(Exercise directions):
Reproduce verbatim the part of the records that opens with the line containing "the form (144,210);" and continues through the end of the records.

Point-based annotation records
==================================================
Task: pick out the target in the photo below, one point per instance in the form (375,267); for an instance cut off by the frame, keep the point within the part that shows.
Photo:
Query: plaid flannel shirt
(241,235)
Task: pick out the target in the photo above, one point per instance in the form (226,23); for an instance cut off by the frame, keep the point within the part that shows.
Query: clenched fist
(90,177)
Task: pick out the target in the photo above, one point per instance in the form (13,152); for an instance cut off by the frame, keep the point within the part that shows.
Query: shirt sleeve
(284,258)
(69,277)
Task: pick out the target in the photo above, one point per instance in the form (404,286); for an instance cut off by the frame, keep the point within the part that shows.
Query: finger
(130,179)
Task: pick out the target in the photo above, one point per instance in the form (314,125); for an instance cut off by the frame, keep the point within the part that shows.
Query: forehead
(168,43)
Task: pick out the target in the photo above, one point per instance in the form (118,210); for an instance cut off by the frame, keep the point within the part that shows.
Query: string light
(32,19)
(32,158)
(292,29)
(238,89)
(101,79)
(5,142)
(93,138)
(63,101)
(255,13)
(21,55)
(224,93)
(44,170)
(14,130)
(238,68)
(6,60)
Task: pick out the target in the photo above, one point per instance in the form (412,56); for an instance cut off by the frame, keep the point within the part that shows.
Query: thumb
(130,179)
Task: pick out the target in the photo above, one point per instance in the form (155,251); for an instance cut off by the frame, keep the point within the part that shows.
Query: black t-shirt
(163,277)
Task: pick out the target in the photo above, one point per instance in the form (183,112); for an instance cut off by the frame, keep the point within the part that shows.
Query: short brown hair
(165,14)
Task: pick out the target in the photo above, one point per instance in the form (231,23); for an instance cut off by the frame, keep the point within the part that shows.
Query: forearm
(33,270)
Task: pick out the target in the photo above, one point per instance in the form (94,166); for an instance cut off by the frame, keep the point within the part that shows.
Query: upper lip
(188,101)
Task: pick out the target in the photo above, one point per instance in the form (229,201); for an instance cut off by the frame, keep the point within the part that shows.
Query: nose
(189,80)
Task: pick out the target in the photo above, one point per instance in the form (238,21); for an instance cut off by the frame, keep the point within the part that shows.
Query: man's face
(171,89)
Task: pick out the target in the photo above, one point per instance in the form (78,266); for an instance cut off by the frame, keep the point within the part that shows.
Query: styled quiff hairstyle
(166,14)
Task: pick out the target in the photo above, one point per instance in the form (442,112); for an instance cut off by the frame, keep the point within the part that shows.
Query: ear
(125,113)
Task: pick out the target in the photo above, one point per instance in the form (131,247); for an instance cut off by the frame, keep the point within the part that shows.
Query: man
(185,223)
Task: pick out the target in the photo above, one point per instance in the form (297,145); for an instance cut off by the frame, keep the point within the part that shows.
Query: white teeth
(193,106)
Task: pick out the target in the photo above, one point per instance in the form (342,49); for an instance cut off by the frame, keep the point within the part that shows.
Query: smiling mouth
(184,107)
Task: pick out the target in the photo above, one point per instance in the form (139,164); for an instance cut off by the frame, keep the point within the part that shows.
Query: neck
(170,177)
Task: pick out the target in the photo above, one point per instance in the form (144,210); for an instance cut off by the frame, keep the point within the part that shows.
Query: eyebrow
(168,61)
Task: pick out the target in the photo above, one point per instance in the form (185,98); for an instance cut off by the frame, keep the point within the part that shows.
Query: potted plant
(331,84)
==================================================
(Final answer):
Task: pick out the target in the photo above, one point per instance in the form (144,210); for an instance cut off by the frame, keep the point within the part that shows.
Query: eyebrow
(168,61)
Task: pick out the target in the photo above, one point per instance in the form (185,98); for an instance cut off by the frame, keep the point within the part that shows.
Query: potted plant
(331,84)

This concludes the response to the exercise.